Write out the material below word for word, every line as it appears, but leave the pictures out.
--- Begin MATERIAL SHOWN ---
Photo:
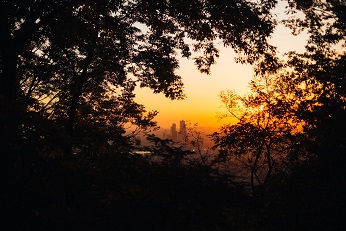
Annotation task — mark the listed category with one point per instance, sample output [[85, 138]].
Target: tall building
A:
[[174, 132], [182, 130]]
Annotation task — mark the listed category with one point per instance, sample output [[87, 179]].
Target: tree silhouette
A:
[[262, 140]]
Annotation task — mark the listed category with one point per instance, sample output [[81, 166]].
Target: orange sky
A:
[[202, 103]]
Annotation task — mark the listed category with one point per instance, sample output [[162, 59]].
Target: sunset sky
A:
[[202, 103]]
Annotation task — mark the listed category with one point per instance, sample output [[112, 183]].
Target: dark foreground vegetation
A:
[[67, 79], [118, 191]]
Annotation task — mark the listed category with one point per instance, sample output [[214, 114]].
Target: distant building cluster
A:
[[174, 134]]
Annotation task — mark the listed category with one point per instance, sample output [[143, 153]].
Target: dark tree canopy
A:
[[63, 58]]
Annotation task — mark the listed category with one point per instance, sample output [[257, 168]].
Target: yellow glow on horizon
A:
[[202, 91]]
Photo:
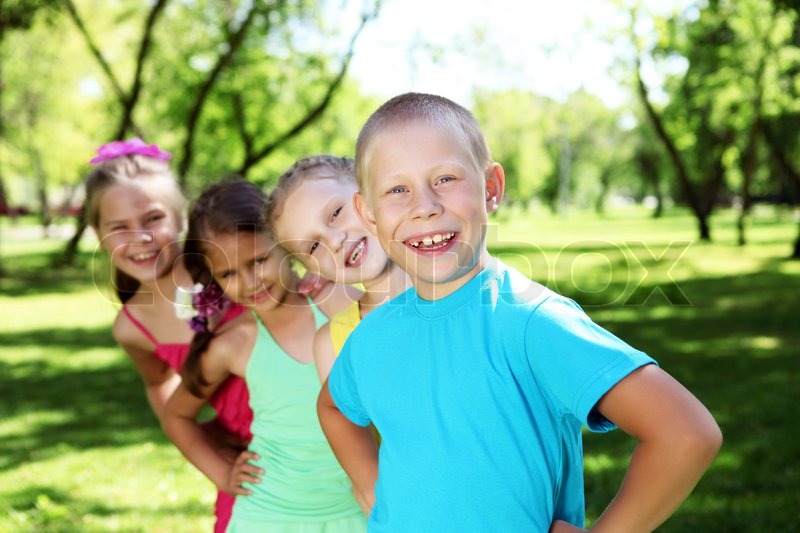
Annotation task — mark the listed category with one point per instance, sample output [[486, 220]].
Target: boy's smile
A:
[[139, 231], [428, 203]]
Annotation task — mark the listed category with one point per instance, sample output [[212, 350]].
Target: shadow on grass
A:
[[71, 408], [78, 338], [47, 509]]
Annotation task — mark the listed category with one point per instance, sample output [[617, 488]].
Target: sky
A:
[[551, 48]]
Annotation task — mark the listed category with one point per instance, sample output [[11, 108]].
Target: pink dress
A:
[[231, 402]]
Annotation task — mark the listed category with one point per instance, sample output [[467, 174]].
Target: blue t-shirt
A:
[[479, 398]]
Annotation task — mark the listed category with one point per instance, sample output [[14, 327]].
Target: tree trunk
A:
[[703, 227], [564, 162], [71, 250], [605, 184], [675, 157], [796, 252]]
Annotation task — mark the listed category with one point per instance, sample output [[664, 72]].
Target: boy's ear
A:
[[495, 187], [364, 212]]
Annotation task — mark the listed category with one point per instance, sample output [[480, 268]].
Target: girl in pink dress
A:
[[135, 207]]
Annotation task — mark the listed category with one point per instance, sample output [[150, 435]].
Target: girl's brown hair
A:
[[130, 170], [224, 208], [314, 167]]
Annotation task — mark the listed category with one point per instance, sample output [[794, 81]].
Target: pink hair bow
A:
[[129, 147]]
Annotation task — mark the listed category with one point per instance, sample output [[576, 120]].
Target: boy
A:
[[478, 379]]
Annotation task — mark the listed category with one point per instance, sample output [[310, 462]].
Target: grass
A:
[[80, 450]]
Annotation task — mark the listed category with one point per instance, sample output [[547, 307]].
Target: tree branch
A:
[[234, 41], [313, 114], [144, 48]]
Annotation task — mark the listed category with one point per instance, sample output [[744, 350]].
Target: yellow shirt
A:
[[342, 324]]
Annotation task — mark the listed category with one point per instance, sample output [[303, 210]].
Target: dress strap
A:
[[139, 325], [232, 312]]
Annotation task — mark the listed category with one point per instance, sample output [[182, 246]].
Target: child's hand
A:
[[559, 526], [243, 471]]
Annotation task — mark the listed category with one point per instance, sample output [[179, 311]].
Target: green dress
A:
[[303, 489]]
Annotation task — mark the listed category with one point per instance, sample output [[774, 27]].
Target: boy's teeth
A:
[[432, 239], [354, 256]]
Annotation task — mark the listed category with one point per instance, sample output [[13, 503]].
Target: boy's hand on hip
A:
[[243, 471], [559, 526]]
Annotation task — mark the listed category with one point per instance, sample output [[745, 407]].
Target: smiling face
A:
[[318, 225], [428, 204], [249, 268], [139, 232]]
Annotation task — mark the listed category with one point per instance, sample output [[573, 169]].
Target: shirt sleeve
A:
[[343, 387], [575, 360]]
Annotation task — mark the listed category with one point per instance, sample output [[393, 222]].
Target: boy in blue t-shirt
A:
[[478, 379]]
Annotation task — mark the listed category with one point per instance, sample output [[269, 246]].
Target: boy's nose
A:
[[426, 204]]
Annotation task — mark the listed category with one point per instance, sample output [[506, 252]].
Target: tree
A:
[[224, 64]]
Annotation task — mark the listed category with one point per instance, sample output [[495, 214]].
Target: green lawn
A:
[[80, 450]]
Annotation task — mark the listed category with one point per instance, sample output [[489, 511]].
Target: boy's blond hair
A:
[[431, 109]]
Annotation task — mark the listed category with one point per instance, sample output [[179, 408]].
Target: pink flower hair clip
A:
[[207, 301], [130, 147]]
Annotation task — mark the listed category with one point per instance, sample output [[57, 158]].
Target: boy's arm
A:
[[334, 297], [354, 446], [677, 440]]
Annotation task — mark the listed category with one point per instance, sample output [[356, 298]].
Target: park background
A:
[[653, 163]]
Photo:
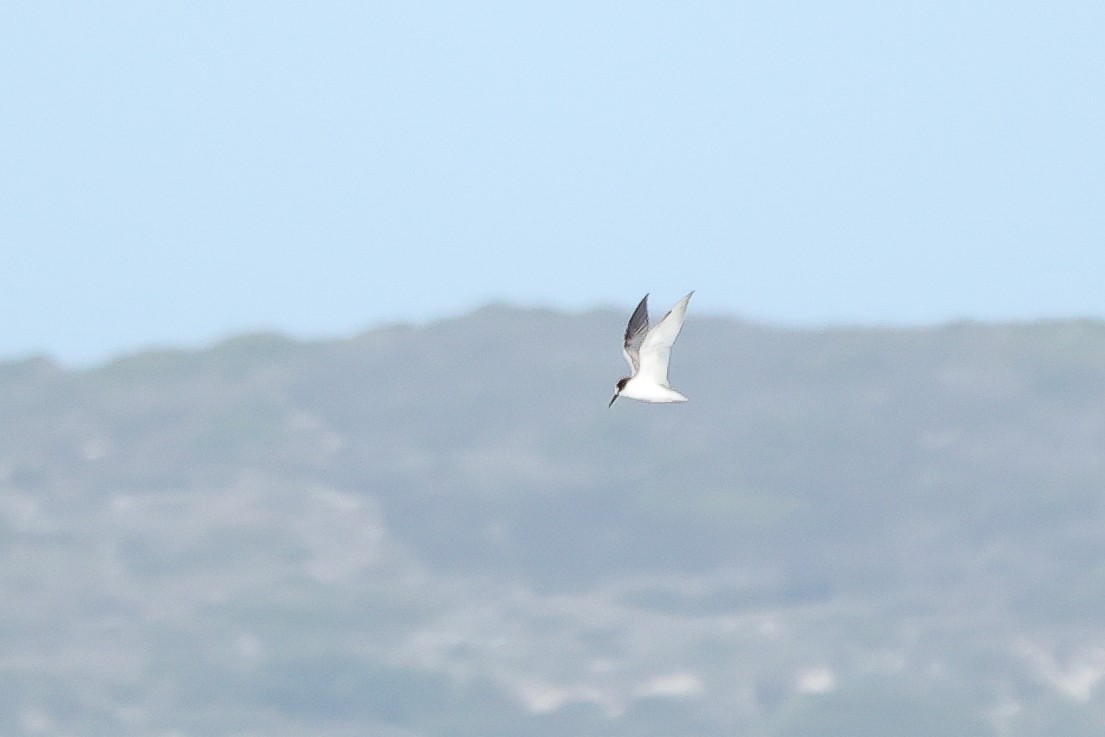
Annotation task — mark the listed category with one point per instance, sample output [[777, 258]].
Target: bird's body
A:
[[648, 353]]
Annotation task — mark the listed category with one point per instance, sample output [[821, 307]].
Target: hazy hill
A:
[[443, 530]]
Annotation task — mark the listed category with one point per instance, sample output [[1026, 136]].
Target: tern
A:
[[648, 354]]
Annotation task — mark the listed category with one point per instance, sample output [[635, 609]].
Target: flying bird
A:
[[648, 354]]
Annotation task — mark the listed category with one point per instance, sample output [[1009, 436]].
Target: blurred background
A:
[[313, 312]]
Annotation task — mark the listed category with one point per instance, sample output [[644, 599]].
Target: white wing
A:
[[656, 349], [635, 330]]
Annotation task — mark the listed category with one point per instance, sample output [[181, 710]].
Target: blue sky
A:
[[175, 172]]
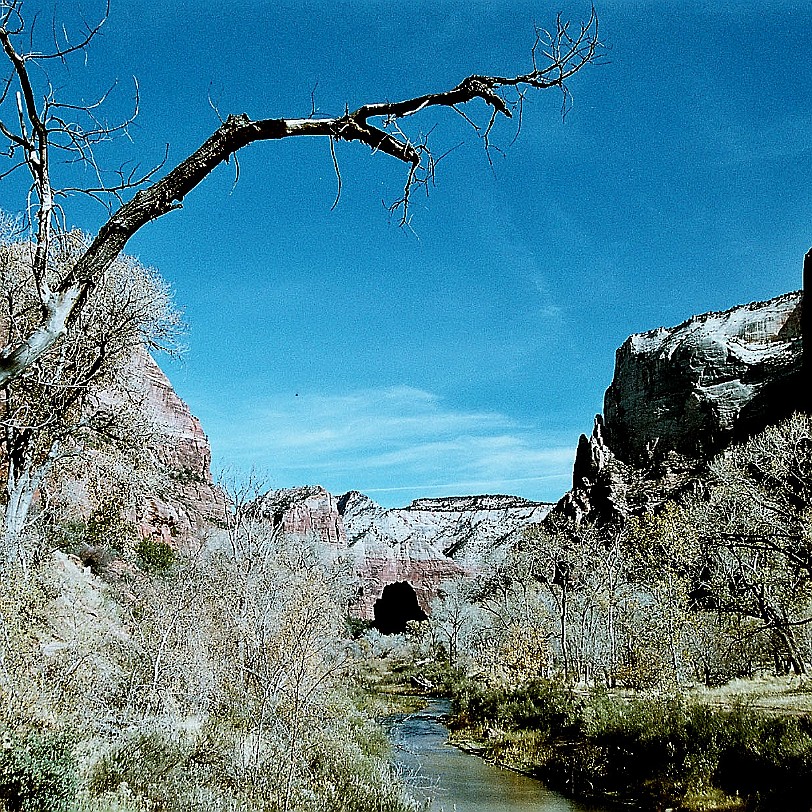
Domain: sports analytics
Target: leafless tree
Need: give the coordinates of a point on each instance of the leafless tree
(37, 127)
(82, 395)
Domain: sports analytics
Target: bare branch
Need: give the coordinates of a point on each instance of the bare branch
(565, 52)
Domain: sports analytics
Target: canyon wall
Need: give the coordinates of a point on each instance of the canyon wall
(679, 396)
(425, 544)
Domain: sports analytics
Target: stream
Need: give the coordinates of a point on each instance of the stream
(446, 779)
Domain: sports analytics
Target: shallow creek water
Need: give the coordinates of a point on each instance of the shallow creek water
(448, 780)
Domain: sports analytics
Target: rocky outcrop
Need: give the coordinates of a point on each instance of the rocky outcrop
(308, 512)
(190, 501)
(711, 380)
(679, 396)
(424, 544)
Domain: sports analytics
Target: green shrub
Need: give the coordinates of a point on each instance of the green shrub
(38, 771)
(154, 555)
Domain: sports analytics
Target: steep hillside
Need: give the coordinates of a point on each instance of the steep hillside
(424, 544)
(680, 395)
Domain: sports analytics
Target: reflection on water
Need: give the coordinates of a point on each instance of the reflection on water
(448, 780)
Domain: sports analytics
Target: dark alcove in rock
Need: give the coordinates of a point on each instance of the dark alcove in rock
(396, 607)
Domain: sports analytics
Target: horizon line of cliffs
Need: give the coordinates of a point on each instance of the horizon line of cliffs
(678, 396)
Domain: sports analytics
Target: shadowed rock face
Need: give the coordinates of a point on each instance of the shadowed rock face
--- End MATERIAL SHOWN ---
**THE REPLY**.
Photo:
Annotation task — mark the listed category with one point per instance, sample output [[85, 138]].
Target: tall building
A:
[[174, 132], [182, 130]]
Annotation task — mark the listed category with one point per instance, sample output [[87, 179]].
Target: tree silhouette
A:
[[262, 140]]
Annotation task — mark the listed category with one point per instance, sample output [[81, 166]].
Target: orange sky
A:
[[202, 103]]
Annotation task — mark the listed category with one point per instance, sample output [[162, 59]].
Target: sunset sky
A:
[[202, 103]]
Annotation task — mark the listed category with one point per instance, sample output [[112, 183]].
Target: dark foreground vegetation
A:
[[67, 79], [118, 191]]
Annotation task — mark the listed category with one point per instance, sample output [[214, 114]].
Target: distant building cluster
A:
[[174, 134]]
Annotation task — mark the listed category with one point per instance, sample output [[143, 153]].
Target: dark tree canopy
A:
[[63, 58]]
Annotation task — mark the listed category with one point per instance, sample output [[257, 168]].
Target: yellow glow on horizon
A:
[[202, 91]]
Photo:
Annotation task — mark the listed category with one point per instance, sample output [[486, 220]].
Target: boy's smile
A:
[[139, 231], [428, 203]]
Annotation task — mark the listed category with one point per instance, sample output [[212, 350]].
Target: shadow on grass
A:
[[71, 408], [78, 338], [47, 509]]
Annotation task — mark the listed category with one point per instance, sample output [[617, 488]].
Target: sky
A:
[[551, 48]]
Annotation task — mark the listed category with one point per instance, sample output [[11, 108]].
Target: pink dress
A:
[[231, 402]]
Annotation task — mark the listed category with one point per instance, sample output [[467, 174]].
Target: blue t-shirt
A:
[[479, 398]]
Annotation task — mark the listed category with one point per instance, sample output [[14, 327]].
Target: tree trunk
A:
[[703, 227], [564, 162], [71, 250], [605, 184], [675, 157], [796, 252]]
Annotation task — mark the listed category with one point per instance, sample output [[664, 72]].
Target: boy's ear
A:
[[495, 187], [364, 212]]
Annotation task — mark the listed category with one point per instance, sample output [[480, 268]].
Target: girl in pink dress
A:
[[135, 207]]
Annotation task — mark the listed category with one point per instance, sample output [[150, 435]].
Target: girl's brown hair
A:
[[130, 170], [224, 208], [314, 167]]
Annotation task — mark the listed category with one point per instance, sample output [[794, 81]].
Target: pink hair bow
A:
[[129, 147]]
Annotation task — mark the listed category with one point per instance, sample output [[576, 120]].
Target: boy
A:
[[478, 379]]
Annotation task — mark the listed category with one point per instance, sample output [[310, 462]].
Target: grass
A:
[[80, 450]]
Annotation task — mark the listed category with one point per instance, sample output [[547, 307]].
Target: tree branch
A:
[[234, 41], [313, 114], [144, 48]]
Annotation task — mark the listed category with one point per instance, sample output [[744, 350]].
Target: yellow shirt
A:
[[342, 324]]
Annotation task — mark the listed category with one point per instance, sample output [[303, 210]].
Target: dress strap
A:
[[139, 325], [232, 312]]
Annotation task — mark the listed category with one point per instance, sample output [[182, 246]].
Target: child's hand
A:
[[559, 526], [243, 471]]
Annotation task — mark the listed category with one point per instance, sample output [[179, 311]].
Target: green dress
A:
[[303, 489]]
Annotation task — mark the listed category with one point per instance, sample output [[774, 27]].
Target: boy's teeth
A:
[[432, 239], [354, 256]]
Annotation task — mark the listed category with one point per instance, sample output [[13, 503]].
Target: boy's hand on hip
A:
[[243, 471], [559, 526]]
Annotation task — mark the listed category with one point per instance, sample output [[745, 407]].
Target: smiling face
A:
[[318, 225], [428, 204], [249, 268], [139, 232]]
Annotation task — mark the listed category with one point per instance, sample output [[573, 169]].
Target: shirt sleeve
A:
[[343, 387], [575, 360]]
Annotation task — mark the listed category with one point per instance, sample output [[393, 222]].
Target: boy in blue t-shirt
A:
[[478, 379]]
Annotation task — mark the listed category with one point per instance, sample output [[269, 246]].
Target: boy's nose
A:
[[426, 204]]
Annotation task — mark the listed category with one point per instance, sample output [[506, 252]].
Target: tree
A:
[[224, 64]]
Annotation task — mark the listed category with one point per instance, sample output [[495, 214]].
Target: green lawn
A:
[[80, 450]]
Annotation task — mark the listed category with one point per instance, sample output [[489, 511]].
Target: boy's blond hair
A:
[[431, 109]]
Annotation task — mark the listed category with one point per instance, sample output [[179, 408]].
Target: pink flower hair clip
A:
[[207, 301], [130, 147]]
Annotation task — mark the listed category with one point per instance, sample output [[57, 158]].
Target: boy's arm
A:
[[334, 297], [354, 446], [677, 440]]
Annotation task — mark the listed category with one point per instance, sample output [[356, 298]].
Target: park background
A:
[[653, 163]]
Photo:
Annotation task — mark the listed category with one point per instance, sample output [[777, 258]].
Target: bird's body
A:
[[648, 353]]
Annotation task — mark the listed category with one point per instance, sample output [[821, 307]].
Target: hazy hill
A:
[[443, 530]]
Annotation task — mark the listed category with one point per instance, sample output [[1026, 136]].
Target: tern
A:
[[648, 354]]
Annotation task — mark the listed category with one point per instance, sample output [[635, 609]].
Target: flying bird
A:
[[648, 354]]
Annotation task — mark the listed category with one point per instance, sample output [[1009, 436]].
Target: blurred background
A:
[[313, 312]]
Annotation task — mark the listed category with one point per instance, sample output [[644, 599]].
Target: white wing
A:
[[656, 349], [635, 330]]
Annotation task — mark the listed category with one point per instance, sample output [[181, 710]].
Target: blue sky
A:
[[175, 172]]
Domain: sports analytics
Target: leafless tree
Need: give the coordinates of a point on each instance of the leafless tree
(37, 127)
(82, 395)
Domain: sports analytics
Target: bare branch
Need: give the coordinates of a point on each instance of the bare branch
(565, 52)
Domain: sports analytics
Target: canyon wall
Need: give the coordinates of a point on each instance of the canyon wall
(679, 396)
(425, 544)
Domain: sports analytics
Target: stream
Need: give the coordinates of a point on each instance of the stream
(446, 779)
Domain: sports analytics
Target: shallow creek water
Need: give the coordinates of a point on each instance of the shallow creek water
(448, 780)
Domain: sports analytics
Target: rocky outcrop
Need: give the coordinates of a point on each instance of the rocky outcrop
(308, 512)
(190, 501)
(711, 380)
(679, 396)
(424, 544)
Domain: sports analytics
Target: green shrub
Need: give the coordinates of a point on each instance of the green shrub
(38, 771)
(154, 555)
Domain: sports analytics
Target: steep hillside
Need: give the coordinates of a point on each instance of the steep hillside
(424, 544)
(680, 395)
Domain: sports analytics
Target: reflection on water
Need: give the coordinates of a point on each instance of the reflection on water
(448, 780)
Domain: sports analytics
Target: dark alcove in rock
Need: give the coordinates of a point on each instance of the dark alcove in rock
(396, 607)
Domain: sports analytics
Target: horizon line of cliffs
Need: give the coordinates of a point on each instance of the horizon line of cliffs
(678, 396)
Domain: sports analytics
Target: shadowed rock face
Need: give the coordinates of a point on each instance of the shadowed rock face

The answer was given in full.